Stated task ->
Lay out the lines of the listing below as a Markdown table with the columns Row and Listing line, from the line with "Mark every instance of the helmet" up to and including the line with "<point>339,160</point>". Number each line and skip any blank ones.

[Source listing]
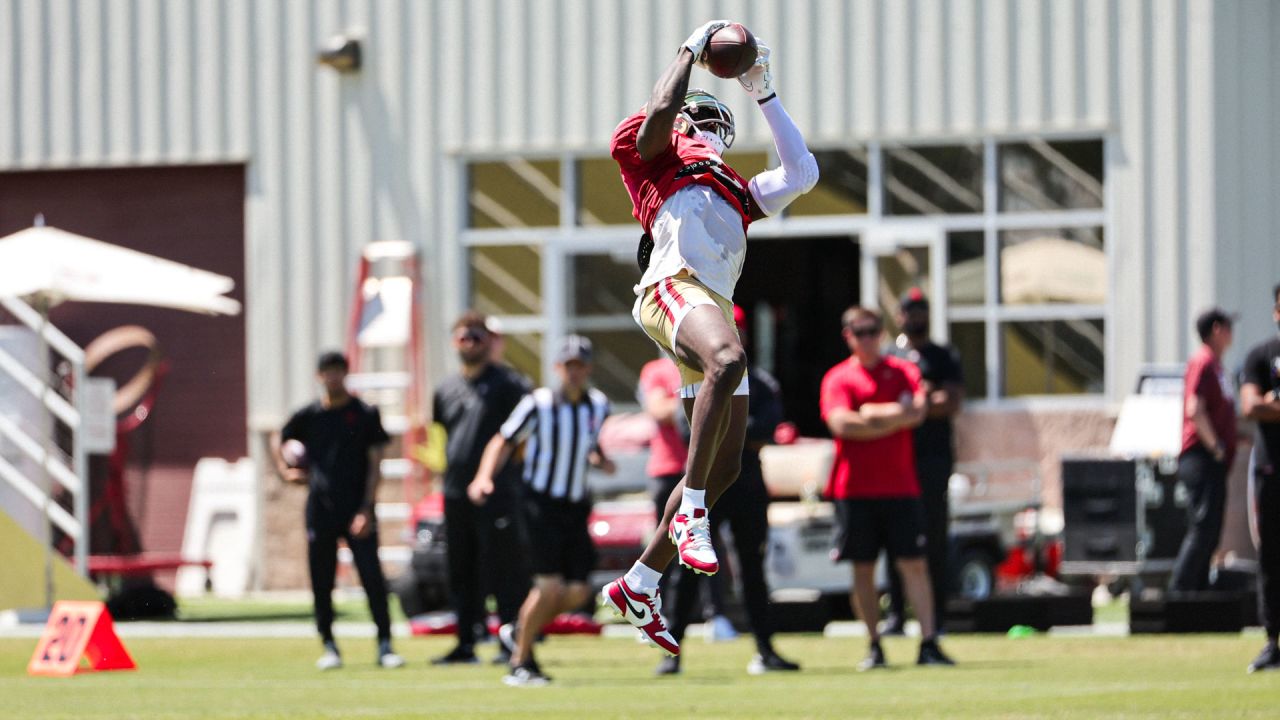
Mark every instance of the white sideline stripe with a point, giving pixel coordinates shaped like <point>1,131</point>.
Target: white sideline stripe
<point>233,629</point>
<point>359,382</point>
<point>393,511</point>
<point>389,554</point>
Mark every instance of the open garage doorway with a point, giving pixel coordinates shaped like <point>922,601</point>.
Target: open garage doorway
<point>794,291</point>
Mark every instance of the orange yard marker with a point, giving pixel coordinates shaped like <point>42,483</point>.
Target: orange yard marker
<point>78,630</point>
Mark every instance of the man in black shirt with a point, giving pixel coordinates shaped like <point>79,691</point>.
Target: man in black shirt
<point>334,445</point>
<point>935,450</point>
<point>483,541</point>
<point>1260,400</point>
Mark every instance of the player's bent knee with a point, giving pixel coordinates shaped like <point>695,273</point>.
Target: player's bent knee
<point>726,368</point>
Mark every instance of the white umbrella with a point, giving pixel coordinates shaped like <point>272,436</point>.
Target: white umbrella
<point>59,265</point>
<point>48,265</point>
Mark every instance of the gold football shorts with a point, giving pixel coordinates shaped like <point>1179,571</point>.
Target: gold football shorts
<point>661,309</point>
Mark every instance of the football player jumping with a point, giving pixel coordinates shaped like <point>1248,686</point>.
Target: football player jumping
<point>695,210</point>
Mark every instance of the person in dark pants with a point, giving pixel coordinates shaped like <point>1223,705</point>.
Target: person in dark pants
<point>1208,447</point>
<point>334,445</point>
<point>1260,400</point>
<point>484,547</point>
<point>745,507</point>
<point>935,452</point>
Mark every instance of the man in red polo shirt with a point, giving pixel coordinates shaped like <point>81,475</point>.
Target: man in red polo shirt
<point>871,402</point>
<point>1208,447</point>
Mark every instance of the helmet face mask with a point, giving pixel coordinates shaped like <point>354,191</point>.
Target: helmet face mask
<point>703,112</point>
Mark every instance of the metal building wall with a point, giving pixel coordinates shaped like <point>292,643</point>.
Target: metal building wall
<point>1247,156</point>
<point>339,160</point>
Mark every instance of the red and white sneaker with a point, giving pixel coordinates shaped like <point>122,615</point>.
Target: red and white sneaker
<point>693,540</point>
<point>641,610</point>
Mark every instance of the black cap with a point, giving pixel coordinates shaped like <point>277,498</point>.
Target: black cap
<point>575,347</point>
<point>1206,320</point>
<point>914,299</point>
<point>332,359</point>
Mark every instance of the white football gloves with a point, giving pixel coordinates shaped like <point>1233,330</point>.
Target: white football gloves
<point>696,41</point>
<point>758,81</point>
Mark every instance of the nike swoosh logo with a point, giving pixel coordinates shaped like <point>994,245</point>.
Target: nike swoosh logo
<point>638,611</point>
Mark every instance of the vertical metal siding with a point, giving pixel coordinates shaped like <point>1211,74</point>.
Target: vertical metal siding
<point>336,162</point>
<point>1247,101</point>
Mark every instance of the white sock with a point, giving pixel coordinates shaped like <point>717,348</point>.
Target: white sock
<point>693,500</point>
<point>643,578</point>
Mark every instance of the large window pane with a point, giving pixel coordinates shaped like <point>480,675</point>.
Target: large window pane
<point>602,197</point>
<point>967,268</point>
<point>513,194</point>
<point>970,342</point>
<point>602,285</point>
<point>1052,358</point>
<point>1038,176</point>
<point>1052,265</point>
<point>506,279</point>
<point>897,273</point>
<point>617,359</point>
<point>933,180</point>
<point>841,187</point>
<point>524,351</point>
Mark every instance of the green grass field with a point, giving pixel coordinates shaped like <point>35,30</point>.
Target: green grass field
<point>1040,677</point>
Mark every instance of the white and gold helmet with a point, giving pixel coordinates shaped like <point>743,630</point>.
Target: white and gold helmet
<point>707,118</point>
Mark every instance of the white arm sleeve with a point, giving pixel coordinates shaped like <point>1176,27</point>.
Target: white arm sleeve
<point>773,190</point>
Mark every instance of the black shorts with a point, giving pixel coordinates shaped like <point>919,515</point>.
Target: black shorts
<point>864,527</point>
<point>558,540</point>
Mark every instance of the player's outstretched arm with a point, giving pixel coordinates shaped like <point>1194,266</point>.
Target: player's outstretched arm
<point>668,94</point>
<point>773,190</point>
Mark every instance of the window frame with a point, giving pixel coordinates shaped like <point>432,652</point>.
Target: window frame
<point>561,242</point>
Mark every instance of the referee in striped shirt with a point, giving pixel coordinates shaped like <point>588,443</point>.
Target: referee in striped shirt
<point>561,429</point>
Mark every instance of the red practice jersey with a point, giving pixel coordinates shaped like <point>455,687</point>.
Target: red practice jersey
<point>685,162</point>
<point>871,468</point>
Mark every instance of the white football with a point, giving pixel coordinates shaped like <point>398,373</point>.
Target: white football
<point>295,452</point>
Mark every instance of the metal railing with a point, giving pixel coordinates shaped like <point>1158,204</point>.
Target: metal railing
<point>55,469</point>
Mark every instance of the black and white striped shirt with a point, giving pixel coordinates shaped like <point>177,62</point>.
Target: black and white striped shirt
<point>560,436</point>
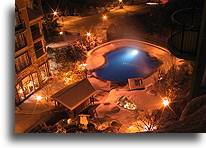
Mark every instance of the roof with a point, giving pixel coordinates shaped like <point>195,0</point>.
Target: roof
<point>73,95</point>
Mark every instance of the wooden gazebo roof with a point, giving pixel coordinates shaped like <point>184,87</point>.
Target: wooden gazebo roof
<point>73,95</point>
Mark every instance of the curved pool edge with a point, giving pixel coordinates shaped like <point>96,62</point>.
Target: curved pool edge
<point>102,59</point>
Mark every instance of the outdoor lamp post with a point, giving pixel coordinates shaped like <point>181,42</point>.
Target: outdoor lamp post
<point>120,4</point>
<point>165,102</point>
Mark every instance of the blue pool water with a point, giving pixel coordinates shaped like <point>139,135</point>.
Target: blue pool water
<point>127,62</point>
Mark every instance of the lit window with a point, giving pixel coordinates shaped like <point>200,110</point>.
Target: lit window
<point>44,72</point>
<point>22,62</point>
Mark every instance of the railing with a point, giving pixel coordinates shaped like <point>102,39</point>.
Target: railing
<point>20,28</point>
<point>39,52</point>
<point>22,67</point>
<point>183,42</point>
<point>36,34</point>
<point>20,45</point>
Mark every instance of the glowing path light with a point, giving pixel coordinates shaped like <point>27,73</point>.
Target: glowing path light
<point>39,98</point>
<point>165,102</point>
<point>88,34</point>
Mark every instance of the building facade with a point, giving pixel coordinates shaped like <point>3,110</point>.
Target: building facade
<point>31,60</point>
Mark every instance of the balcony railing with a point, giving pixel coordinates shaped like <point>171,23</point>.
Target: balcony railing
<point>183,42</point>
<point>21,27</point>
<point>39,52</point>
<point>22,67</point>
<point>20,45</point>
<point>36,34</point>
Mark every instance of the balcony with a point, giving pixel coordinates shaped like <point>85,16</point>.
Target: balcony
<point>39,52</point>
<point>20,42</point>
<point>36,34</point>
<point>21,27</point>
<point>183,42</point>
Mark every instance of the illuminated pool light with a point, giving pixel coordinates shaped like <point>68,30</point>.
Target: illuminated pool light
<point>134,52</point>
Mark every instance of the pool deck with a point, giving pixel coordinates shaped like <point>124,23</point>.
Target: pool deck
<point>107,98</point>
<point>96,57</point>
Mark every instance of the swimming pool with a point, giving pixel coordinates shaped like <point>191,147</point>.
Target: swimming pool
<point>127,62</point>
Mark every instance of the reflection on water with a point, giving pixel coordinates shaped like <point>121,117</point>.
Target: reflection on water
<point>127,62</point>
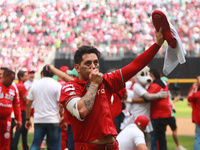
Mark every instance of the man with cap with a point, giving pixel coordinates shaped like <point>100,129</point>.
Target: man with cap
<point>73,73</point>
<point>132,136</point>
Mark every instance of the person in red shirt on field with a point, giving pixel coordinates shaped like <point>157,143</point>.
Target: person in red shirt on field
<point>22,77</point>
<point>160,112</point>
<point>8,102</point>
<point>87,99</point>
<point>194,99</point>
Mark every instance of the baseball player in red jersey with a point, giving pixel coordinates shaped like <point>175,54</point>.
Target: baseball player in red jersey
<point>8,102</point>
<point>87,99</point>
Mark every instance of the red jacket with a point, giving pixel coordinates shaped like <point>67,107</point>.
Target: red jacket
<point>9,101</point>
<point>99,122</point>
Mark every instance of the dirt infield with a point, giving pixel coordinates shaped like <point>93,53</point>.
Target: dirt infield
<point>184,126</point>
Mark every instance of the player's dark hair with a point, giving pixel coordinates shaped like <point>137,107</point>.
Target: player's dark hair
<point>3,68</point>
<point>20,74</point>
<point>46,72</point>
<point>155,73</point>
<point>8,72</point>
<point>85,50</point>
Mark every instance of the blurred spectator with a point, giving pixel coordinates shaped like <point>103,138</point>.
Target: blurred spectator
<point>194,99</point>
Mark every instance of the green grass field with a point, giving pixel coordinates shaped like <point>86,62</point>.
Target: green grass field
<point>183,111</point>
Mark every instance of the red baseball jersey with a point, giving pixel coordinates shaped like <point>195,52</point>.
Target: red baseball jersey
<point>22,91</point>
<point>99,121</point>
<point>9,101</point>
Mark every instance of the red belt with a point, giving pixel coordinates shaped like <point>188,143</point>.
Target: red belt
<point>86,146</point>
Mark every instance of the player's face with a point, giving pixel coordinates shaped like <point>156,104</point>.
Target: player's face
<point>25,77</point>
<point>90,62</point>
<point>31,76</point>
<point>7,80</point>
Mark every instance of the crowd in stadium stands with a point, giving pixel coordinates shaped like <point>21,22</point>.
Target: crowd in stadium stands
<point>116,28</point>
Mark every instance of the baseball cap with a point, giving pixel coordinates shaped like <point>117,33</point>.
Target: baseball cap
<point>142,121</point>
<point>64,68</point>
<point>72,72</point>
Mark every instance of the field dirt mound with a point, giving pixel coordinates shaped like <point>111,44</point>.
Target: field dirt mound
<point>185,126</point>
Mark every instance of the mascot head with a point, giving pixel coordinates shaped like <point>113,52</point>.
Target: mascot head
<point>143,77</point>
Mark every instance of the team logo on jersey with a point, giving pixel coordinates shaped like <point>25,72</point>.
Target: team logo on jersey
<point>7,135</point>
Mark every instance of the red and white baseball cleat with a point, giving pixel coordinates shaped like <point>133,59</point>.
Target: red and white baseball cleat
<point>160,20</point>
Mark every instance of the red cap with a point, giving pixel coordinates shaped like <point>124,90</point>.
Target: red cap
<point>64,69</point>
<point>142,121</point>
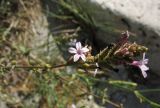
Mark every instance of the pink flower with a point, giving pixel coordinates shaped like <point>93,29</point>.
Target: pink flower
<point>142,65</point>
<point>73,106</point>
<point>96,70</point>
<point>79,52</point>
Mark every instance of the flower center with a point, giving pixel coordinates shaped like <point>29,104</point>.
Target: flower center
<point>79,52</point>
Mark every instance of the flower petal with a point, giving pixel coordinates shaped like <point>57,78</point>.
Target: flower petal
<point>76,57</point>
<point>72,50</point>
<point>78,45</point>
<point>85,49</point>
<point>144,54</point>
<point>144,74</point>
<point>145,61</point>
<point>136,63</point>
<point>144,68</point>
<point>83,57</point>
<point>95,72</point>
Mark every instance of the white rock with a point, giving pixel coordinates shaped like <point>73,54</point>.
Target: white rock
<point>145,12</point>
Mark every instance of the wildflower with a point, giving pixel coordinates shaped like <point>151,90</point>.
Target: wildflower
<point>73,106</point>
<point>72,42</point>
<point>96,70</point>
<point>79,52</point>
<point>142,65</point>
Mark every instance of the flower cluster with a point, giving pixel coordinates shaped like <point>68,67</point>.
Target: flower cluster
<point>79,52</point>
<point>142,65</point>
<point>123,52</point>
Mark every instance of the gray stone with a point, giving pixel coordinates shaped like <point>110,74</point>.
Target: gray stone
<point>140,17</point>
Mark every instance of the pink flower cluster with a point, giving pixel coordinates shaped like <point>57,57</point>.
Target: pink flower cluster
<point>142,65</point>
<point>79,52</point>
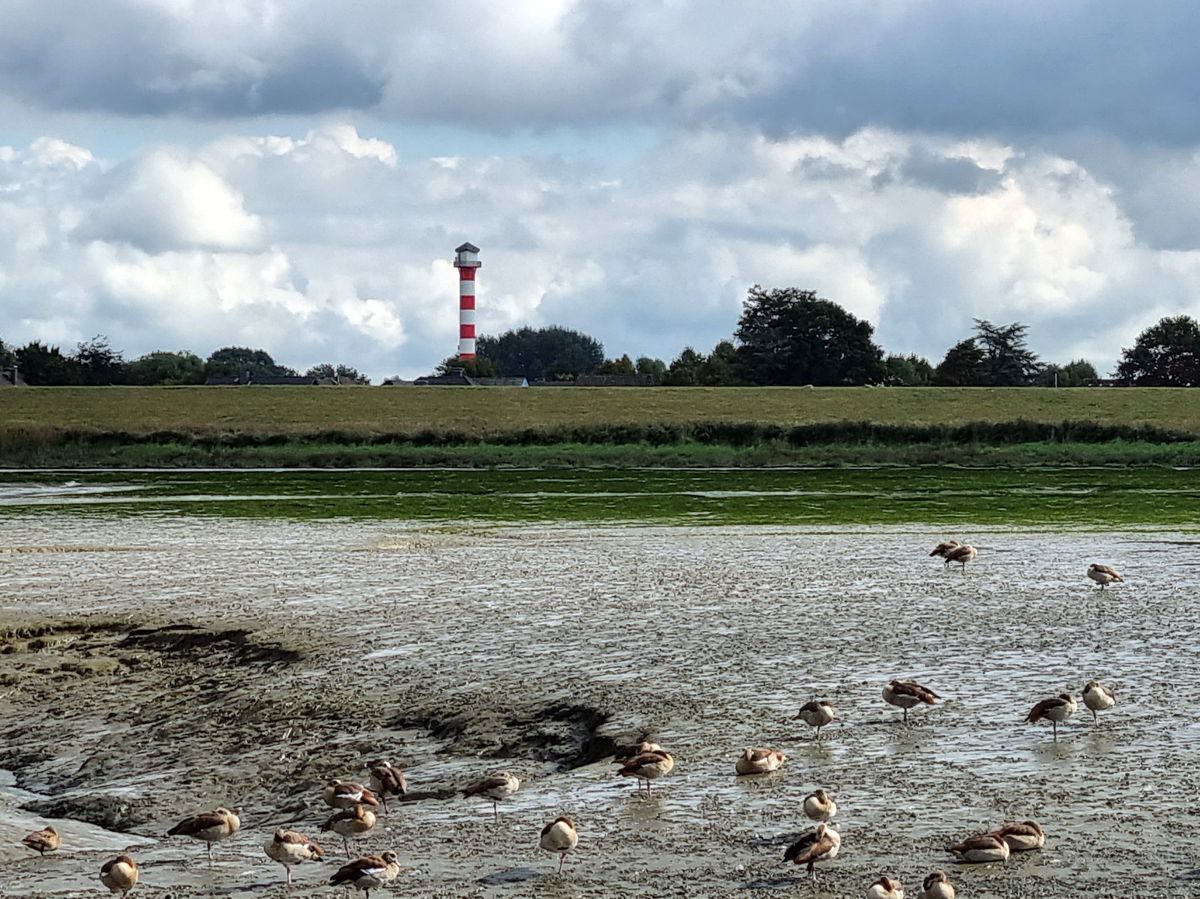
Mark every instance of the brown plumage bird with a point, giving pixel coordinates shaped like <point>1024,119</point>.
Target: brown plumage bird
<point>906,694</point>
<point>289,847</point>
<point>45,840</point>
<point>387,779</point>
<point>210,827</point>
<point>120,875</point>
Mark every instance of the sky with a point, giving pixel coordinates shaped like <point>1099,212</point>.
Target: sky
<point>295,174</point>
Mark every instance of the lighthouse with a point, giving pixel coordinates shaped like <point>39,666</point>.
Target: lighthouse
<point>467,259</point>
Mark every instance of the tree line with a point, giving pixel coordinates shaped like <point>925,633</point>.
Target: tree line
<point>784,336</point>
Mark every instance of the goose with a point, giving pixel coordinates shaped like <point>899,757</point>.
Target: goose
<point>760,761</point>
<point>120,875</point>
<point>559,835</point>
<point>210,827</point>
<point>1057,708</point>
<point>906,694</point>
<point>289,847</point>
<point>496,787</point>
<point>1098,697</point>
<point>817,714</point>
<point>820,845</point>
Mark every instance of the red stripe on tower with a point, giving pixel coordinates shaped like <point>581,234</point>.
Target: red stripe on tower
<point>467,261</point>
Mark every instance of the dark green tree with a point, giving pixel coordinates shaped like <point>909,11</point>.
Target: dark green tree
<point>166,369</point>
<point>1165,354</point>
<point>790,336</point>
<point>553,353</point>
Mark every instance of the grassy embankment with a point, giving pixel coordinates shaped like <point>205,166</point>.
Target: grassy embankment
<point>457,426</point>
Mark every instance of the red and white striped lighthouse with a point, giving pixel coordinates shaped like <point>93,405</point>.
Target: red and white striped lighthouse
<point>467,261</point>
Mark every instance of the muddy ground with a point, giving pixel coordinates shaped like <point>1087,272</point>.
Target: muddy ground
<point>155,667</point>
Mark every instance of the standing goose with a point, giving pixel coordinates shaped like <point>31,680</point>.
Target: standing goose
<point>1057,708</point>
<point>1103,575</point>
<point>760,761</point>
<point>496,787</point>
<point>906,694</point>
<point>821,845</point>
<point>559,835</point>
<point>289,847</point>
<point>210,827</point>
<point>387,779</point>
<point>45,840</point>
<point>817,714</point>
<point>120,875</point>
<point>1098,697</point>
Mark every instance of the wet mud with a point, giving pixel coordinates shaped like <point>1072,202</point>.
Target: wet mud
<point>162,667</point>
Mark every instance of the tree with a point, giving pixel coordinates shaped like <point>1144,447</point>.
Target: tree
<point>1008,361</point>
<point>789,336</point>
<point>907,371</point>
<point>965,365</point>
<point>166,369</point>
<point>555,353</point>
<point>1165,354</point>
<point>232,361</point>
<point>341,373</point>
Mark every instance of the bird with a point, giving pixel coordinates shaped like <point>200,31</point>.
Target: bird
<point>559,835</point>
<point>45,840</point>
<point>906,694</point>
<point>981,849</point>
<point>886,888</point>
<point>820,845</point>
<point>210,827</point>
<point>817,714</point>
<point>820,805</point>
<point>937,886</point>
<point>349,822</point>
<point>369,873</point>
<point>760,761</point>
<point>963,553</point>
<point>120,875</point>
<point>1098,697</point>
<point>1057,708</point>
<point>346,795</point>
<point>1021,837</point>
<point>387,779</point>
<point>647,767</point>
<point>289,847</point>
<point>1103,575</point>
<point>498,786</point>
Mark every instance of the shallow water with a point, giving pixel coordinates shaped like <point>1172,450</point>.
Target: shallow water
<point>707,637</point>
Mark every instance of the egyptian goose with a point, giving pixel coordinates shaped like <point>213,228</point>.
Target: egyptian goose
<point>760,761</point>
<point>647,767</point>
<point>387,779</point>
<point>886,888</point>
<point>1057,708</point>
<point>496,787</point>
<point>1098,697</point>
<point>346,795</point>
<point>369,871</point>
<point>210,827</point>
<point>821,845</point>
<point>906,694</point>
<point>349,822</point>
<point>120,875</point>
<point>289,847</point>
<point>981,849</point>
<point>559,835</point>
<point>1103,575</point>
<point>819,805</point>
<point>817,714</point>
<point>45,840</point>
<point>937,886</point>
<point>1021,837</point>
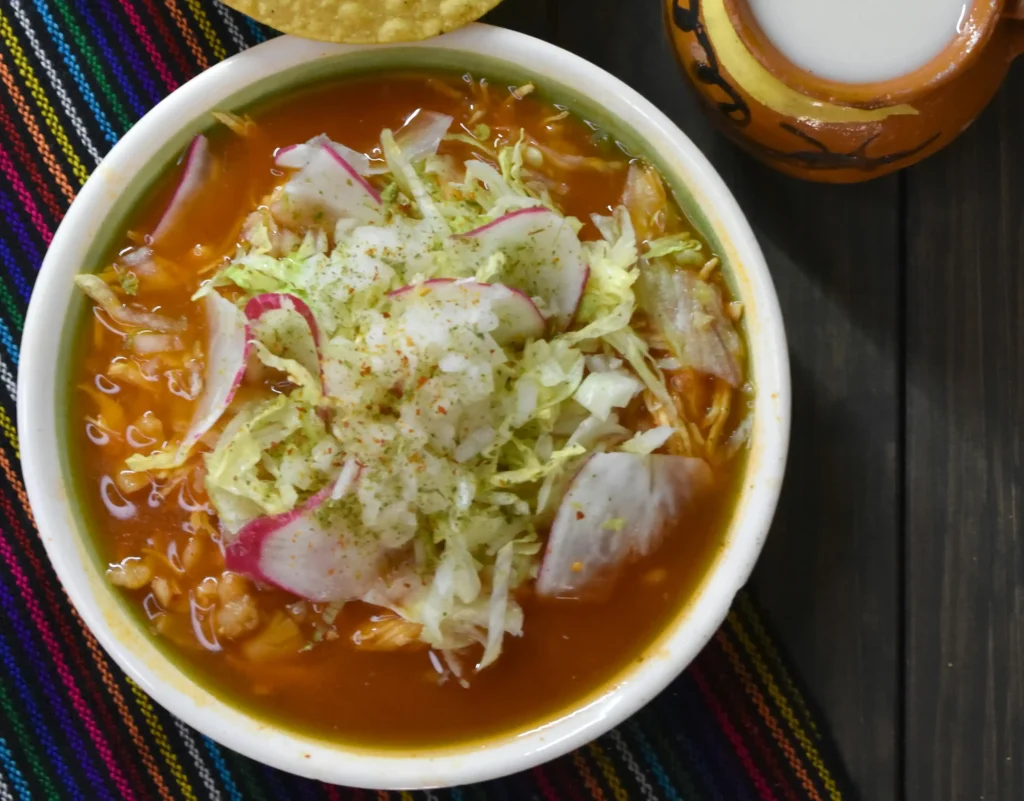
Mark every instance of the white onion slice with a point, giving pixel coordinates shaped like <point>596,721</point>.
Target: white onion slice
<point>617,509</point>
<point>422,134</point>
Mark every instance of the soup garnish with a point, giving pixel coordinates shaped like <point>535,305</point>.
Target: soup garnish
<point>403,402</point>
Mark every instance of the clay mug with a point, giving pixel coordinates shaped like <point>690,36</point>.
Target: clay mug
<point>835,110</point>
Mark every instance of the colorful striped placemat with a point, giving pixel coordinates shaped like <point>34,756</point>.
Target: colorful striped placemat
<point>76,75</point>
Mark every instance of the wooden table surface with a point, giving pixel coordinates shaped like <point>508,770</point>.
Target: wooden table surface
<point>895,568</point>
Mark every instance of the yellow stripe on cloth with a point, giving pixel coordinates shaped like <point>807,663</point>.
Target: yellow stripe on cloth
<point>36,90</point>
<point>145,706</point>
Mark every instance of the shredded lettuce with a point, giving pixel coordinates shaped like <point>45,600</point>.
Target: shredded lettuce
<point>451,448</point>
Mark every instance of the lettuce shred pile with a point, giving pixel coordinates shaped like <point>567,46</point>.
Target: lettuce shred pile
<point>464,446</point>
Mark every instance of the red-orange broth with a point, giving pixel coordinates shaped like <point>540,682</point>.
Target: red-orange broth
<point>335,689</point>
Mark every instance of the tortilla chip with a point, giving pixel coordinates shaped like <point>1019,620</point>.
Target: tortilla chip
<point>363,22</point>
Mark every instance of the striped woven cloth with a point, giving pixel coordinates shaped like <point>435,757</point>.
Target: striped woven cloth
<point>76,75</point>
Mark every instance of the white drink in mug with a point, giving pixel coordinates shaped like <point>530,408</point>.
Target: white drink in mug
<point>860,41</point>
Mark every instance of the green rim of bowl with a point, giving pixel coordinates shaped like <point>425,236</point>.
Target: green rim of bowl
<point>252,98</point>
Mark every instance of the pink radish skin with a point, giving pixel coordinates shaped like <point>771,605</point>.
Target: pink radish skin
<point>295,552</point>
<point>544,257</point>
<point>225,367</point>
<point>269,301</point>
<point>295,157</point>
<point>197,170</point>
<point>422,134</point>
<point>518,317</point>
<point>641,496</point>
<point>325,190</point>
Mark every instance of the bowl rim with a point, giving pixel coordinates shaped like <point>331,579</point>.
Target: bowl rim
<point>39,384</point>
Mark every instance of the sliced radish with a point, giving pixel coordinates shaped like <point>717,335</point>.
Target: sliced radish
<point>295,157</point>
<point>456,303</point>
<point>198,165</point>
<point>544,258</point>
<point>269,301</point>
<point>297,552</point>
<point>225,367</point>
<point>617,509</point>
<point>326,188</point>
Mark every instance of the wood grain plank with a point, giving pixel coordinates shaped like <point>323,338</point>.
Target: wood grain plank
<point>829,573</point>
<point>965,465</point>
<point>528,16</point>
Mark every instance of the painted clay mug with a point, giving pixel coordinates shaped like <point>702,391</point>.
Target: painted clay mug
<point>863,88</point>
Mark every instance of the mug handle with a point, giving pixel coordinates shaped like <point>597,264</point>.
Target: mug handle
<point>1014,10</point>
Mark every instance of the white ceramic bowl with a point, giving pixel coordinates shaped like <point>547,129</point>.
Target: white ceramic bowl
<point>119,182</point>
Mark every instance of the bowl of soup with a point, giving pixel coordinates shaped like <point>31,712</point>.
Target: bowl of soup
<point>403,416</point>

The answer ->
| Row | Listing line |
|---|---|
| 1 | Mark every instance of the helmet face mask with a point, giving pixel coordinates shaped like <point>354,191</point>. |
| 2 | Target: helmet face mask |
| 3 | <point>703,112</point> |
| 4 | Mark every instance of the metal building wall with a point, giving pixel coordinates shaped like <point>292,643</point>. |
| 5 | Target: metal building wall |
| 6 | <point>1247,156</point> |
| 7 | <point>339,160</point> |